**Assigned task:** Wherever the records include pictures, skip them and transcribe all the rest word for word.

**Data for analysis:**

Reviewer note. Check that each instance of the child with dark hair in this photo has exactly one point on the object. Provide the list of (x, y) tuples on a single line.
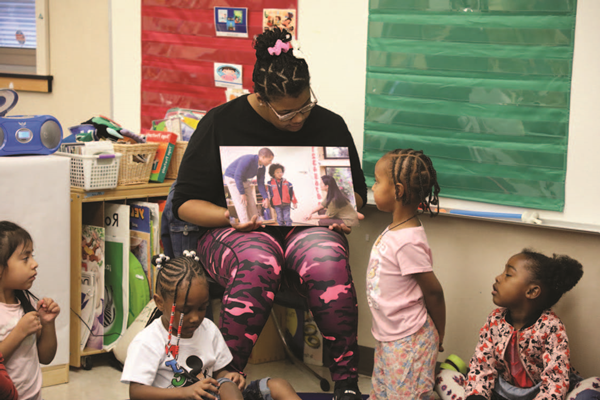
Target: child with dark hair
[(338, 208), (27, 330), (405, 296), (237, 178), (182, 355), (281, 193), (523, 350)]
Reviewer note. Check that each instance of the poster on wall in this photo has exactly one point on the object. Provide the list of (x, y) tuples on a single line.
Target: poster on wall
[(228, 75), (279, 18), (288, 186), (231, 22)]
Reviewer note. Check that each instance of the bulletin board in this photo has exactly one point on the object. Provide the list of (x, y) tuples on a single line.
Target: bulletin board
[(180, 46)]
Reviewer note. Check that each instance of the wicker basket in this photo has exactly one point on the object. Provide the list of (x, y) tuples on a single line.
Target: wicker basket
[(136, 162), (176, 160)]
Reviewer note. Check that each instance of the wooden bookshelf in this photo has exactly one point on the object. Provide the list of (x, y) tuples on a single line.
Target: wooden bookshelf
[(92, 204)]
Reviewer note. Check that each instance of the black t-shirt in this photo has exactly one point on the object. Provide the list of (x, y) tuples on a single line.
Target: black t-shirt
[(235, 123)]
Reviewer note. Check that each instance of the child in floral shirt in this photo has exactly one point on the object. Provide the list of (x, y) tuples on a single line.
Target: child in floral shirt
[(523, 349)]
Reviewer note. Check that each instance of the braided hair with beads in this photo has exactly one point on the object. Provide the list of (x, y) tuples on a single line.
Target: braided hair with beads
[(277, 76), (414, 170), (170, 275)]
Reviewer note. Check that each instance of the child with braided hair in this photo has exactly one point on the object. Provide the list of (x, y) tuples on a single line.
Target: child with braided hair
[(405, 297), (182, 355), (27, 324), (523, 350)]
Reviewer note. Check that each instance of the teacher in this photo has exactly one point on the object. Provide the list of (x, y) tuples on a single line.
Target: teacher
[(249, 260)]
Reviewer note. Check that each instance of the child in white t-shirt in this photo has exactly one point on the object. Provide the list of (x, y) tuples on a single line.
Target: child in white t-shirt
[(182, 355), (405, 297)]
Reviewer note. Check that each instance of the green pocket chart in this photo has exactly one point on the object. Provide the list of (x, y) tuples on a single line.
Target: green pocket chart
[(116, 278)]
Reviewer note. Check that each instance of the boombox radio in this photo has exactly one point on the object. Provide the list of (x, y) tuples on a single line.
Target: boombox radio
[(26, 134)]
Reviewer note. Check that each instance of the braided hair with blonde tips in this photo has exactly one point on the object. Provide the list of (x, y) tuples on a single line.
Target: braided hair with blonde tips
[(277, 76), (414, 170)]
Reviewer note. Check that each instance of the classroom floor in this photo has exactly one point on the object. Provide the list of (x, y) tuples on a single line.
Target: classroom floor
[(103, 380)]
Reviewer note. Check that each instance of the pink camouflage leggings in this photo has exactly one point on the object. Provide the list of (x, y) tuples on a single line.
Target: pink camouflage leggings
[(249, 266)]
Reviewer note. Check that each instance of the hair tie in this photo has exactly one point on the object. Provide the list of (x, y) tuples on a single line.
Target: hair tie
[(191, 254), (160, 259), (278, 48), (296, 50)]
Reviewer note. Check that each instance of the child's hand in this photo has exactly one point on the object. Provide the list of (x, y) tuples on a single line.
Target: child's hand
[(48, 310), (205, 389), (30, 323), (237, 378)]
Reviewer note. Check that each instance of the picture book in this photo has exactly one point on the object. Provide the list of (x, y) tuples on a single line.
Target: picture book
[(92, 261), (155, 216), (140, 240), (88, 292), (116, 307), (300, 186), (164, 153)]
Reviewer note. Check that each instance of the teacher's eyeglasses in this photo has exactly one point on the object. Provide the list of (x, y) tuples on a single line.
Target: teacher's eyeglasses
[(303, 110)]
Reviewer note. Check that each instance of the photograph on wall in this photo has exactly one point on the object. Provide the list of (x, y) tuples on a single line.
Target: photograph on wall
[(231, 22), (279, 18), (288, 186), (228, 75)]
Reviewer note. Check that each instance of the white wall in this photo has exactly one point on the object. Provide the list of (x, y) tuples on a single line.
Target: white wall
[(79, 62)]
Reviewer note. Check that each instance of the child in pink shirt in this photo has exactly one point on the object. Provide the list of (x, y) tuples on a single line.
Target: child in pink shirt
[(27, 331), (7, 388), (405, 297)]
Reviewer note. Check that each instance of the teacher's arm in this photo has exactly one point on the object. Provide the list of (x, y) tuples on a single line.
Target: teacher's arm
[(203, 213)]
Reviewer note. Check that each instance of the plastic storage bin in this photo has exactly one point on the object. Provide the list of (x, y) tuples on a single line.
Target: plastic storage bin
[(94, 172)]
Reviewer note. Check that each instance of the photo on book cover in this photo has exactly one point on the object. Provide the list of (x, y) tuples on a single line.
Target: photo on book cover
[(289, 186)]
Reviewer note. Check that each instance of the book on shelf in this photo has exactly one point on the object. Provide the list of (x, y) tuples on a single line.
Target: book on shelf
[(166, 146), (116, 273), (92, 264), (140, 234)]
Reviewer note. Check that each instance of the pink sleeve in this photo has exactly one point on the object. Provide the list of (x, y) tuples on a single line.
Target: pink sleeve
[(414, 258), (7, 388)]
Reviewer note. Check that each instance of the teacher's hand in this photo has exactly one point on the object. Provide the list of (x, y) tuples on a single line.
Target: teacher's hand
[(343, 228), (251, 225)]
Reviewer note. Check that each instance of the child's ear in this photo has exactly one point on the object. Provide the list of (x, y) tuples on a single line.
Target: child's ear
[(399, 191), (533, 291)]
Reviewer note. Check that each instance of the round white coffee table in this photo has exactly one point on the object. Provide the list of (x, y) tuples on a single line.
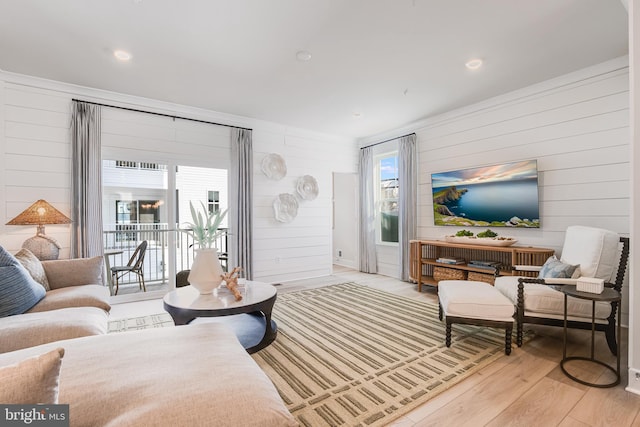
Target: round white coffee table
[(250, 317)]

**Answer area:**
Reviewer note. Check that each instance of the child with dark hair in this photo has exactly one point on the object. Provide the list of (x, y) tuples on a single line.
Target: child with dark hair
[(338, 208), (27, 330), (405, 296), (237, 178), (182, 355), (281, 193), (523, 350)]
Reviewer note. Check that each instance of the poster on wall in this photo has exactly one point on the object. Provide the list of (x, y) tuples on a single line.
Target: poster on wall
[(228, 75), (279, 18), (288, 186), (231, 22)]
Reviewer note. Check that each instance of the bulletin board in this photo has exactly one point on the object. Provide the list of (x, y) tuples on a single line.
Target: bulletin board
[(180, 46)]
Reviewer note. Check that each instance of the wicker basket in this photo has exactly one point on the object. Provide the list of (x, y) tuples on a single line.
Target: wicker basket
[(136, 162), (176, 160)]
Reviewer note. Check that each instance of the wooden bookshelf in this photo has exactly one point on the object. Provide the list of (x, y) tuples on a single line.
Target: wooden bookshelf
[(92, 204)]
Reviewer note. Check that each instance of the black t-shirt in this photo has exactly one point on the object. Provide the list of (x, y) tuples on a single line.
Target: black t-shirt
[(235, 123)]
Reviewer note. Check that each instance of the child in floral shirt in this photo has exactly one point on the object. Provide the list of (x, y) tuples on a single line.
Target: child in floral shirt
[(523, 349)]
Reviewer note. Check that each instance of the braided hair with beads in this photo has exactly one point on the object. Provide the list of (x, y) tuples on a single line.
Target: braided hair with beads
[(277, 76), (414, 170), (170, 275)]
Reviewer note. Check that each instance of the child with braided hair in this photo has exactly one point on the object. Provide the list of (x, y) tuples on a single line.
Target: child with braided hair
[(405, 297), (182, 355), (27, 324), (523, 350)]
Reviewer note. Check that each instance of the teacher in this photo has exactly one point on the object. Provide the list of (x, y) tuples on a single line.
Target: teacher
[(249, 260)]
Reviewer note. Check that each instance of the child in white t-shirt in this photo has exactly one point on the object. Provide the list of (x, y) tuples on a single line.
Target: child in white t-shirt
[(182, 355), (405, 297)]
Reviewer note. Check that each instance of the green pocket chart in this photo has exactly one point on the object. Provide the list of (x, y) tuples on a single line.
Target: green pocket chart
[(116, 278)]
Reviewer note. Check that each instance of the boombox radio in this photo has exactly one point on the object. Provide the list of (x, y) tuples on a single line.
Target: boombox radio
[(26, 134)]
Reviewer note. Check that each instance of the braided hair with blonde tips in this photo has exactly one point on the object. Provide the list of (x, y) tuples on a single line.
Target: braided hair with blonde tips
[(277, 76), (414, 170)]
Reviewer note. Check that each instance of the classroom floor in this photo has exactly one point on the object. Provide the list of (x, y) tuples on a single line.
Target: classroom floor
[(103, 380)]
Reviewer note. Check that each instance of the pink camouflage leggings in this photo has exactly one point on the object. Provide the list of (x, y) tuples on a single line.
Target: pink camouflage leggings
[(249, 266)]
Reviewer note. Check that each instance of the hair tie in this photo has exactly one point on the object. Provide the list of (x, y) tuples on a single line.
Target: hair tie
[(191, 254), (160, 259), (278, 48), (296, 50)]
Reviewer note. Check that each instance of the child's hand in this photo has exactly one point on the object. Provide the list of (x, y) tuples on a single line.
Target: child's hand
[(48, 310), (205, 389), (30, 323), (237, 378)]
Reviewer note. Check that each instance of the picture book in this photo has exactly one point on the object. Provide the list of (x, y) tuples on a single line.
Target: picture book
[(92, 261), (155, 216), (140, 240), (88, 292), (116, 307), (300, 186), (164, 153)]
Reviewer note. Check that each instance of the teacher's eyeglasses in this photo has exactly one point on the object. Provide the list of (x, y) tuples on a single line.
Target: teacher's eyeglasses
[(303, 110)]
Reviewer note. Check that each instance of the photograph on wall in this photo has exactly one point on the object. Provide the list of (x, y) tuples on a single line.
Target: photograph on wall
[(231, 22), (279, 18), (288, 186), (228, 75)]
Reviewer note. Check that each instance of the white wall in this photo has exactly one point on the object. Provide the list of (x, y) tuples on a single line.
Target: white wall
[(79, 62)]
Reviewer note. Check that each instance of the child in pink shirt in this photo has exactly one point on the object. Provide the list of (x, y) tuples on a single line.
Target: child in pink shirt
[(27, 331), (7, 388), (405, 297)]
Reviewer note. Check that each instance of the teacher's arm in this photo has exactly one point on the object. Provide the list of (x, y) tuples on a single line.
Target: teacher's arm
[(203, 213)]
Reviewer note. Check that each instance of the plastic storage bin in this photo has exactly one point on the object. Provide the list of (x, y) tuples on a single line.
Target: plastic storage bin
[(94, 172)]
Reviewer note. Check that each instance of the photo on book cover in this photo has exactly one point on the object. Provide the list of (x, y) tuples on a single line.
Target: photo on book cover
[(289, 186)]
Reviewer note. Check that each instance of the book on shelf in this photo has exactly one point on the object. Provide the list of (x, y) tuples on a single line.
Target: book on shelf
[(166, 146), (116, 273), (92, 264), (140, 234)]
Reviewer note. Check that each instance of the pink sleeve in this photo has exactly one point on the object. Provide the list of (x, y) tuples on a single line.
Target: pink sleeve
[(414, 258), (7, 388)]
Reviewer note. Check that each instance of the teacher's hand in this photo has exactly one point on the object. Provide the list of (x, y) tuples on a single line.
Target: teacher's hand
[(343, 228), (251, 225)]
Reviewer note. Check that each instance of the child's ear in this photo has exactly one point on the object. Provide the list of (x, y) tuples on a single line.
Target: child's ear
[(399, 191), (533, 291)]
Reviewer note. Check that each instance of the round white coffee table in this photo has exactly one point on the object. Provide the list of (x, y) tuples on a single line.
Target: round white coffee table
[(250, 317)]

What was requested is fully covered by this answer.